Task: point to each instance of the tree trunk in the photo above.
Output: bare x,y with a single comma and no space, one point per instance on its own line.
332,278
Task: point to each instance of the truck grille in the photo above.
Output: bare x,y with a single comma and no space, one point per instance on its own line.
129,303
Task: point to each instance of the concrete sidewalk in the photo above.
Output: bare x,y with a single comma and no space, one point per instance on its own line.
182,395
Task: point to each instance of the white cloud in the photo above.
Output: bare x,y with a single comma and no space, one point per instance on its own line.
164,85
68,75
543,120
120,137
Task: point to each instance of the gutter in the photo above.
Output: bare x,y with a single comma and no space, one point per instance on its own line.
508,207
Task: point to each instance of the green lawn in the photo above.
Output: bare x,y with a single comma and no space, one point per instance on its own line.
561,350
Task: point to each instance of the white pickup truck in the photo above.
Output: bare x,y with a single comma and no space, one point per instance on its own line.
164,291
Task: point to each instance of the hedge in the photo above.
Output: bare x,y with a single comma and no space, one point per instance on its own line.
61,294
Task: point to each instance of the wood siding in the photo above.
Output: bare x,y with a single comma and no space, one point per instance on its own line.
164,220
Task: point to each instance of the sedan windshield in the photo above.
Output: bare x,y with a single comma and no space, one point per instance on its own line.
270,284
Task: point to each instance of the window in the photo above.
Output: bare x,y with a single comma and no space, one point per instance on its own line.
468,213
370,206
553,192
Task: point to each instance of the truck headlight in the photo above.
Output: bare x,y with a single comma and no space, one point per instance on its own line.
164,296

+++

▶ [What the task requires]:
Starting at the line that contains "Task: point to each instance of the hedge" and going through the final line of the entries, repeat those lines word for word.

▶ [Response to this task]:
Task: point to each instance of the hedge in the photo above.
Output: bare x,y with a single comma and no space, one point per instance on its own line.
61,294
Task: point to each instance of the wood siding in the photo above.
Output: bare x,y with a single comma and no space, one point per instance on its own line.
164,220
Task: point to each instance of the sedan windshield in the photo above.
Output: bare x,y with a single comma and no space, one point per instance on its own line.
270,284
Task: point to each instance of the window in the photo above.
Output: bare x,y with a single comma and no space, one point per instance on its own line.
468,213
370,206
553,192
Task: point to each instance of the truck headlight in the photo above.
Output: bare x,y with a single comma and no space, one point per instance on its own line.
164,296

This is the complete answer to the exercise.